Task material: Begin
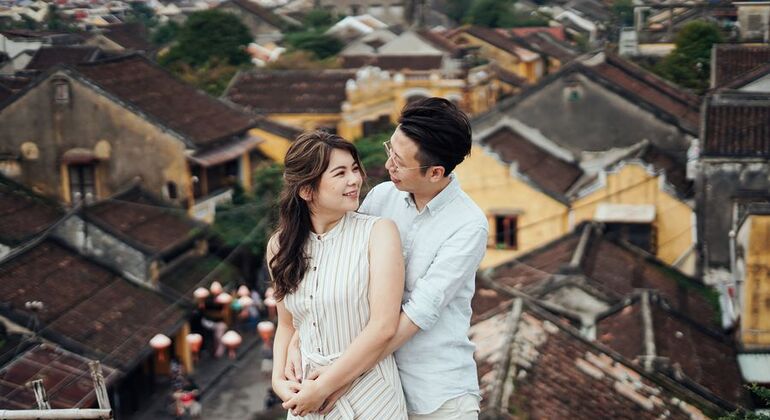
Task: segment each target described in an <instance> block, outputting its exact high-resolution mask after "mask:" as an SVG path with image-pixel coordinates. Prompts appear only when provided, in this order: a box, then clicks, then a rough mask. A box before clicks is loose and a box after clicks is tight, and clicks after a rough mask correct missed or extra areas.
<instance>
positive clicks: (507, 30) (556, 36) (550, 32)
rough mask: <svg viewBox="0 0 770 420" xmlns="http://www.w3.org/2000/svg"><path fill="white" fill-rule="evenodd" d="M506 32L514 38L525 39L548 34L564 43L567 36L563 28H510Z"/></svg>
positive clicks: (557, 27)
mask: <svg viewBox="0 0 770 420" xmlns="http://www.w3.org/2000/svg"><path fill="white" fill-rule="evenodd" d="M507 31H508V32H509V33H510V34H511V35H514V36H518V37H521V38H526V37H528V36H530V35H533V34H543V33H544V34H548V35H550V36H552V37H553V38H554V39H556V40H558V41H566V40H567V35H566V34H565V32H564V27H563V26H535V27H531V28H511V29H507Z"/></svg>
Task material: End
Task material: Begin
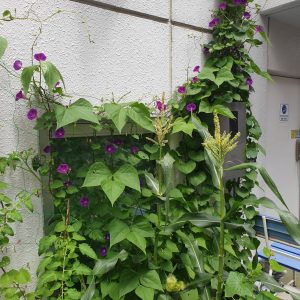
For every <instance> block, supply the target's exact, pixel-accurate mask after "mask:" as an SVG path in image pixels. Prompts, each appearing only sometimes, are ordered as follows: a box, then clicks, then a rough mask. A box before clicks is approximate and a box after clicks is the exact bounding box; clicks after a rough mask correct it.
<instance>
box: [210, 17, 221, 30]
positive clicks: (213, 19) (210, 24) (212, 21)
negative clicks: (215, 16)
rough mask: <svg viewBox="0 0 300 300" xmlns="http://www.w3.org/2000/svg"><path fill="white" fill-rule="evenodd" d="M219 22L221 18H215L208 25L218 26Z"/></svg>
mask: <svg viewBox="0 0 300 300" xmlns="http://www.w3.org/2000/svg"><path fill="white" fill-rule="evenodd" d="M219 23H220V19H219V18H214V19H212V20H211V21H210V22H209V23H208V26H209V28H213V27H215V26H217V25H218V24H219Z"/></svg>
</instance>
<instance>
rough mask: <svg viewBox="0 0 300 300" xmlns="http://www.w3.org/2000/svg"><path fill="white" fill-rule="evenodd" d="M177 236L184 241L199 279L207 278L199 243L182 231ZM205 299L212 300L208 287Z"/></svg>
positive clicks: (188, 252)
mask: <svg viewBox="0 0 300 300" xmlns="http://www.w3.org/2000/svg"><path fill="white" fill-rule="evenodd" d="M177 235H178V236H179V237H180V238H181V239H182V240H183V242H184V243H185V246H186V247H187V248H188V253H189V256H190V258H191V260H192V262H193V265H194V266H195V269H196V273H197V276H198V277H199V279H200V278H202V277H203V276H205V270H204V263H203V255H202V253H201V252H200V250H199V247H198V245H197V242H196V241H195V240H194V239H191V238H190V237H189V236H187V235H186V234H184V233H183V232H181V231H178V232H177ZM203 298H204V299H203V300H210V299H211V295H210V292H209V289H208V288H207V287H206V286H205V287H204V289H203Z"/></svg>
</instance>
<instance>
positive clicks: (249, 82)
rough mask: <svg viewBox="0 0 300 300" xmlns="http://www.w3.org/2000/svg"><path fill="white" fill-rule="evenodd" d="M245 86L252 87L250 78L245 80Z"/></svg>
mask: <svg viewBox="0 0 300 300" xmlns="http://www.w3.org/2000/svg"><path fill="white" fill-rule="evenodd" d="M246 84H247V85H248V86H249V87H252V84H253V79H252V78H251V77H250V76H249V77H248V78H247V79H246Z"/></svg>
Task material: End
#### What needs to be done:
Copy out the material above, from the line with "Task: segment each" up to and including the line with "positive clicks: (557, 27)", keeping every line identical.

#### Exercise solution:
Task: segment each target described in an <instance> block, outputting its exact high-resolution mask after "mask:" as an SVG path with image-pixel coordinates. Prompts appear only when provided, in this order: a box, then clicks, then a rough mask. A box before clicks is loose and a box after clicks is tight, and clicks after a rough mask correct missed or extra areas.
<instance>
positive clicks: (507, 30) (556, 36) (550, 32)
rough mask: <svg viewBox="0 0 770 420" xmlns="http://www.w3.org/2000/svg"><path fill="white" fill-rule="evenodd" d="M506 32L514 38L525 39L548 34L564 43L567 36L563 28H510Z"/></svg>
positive clicks: (557, 27)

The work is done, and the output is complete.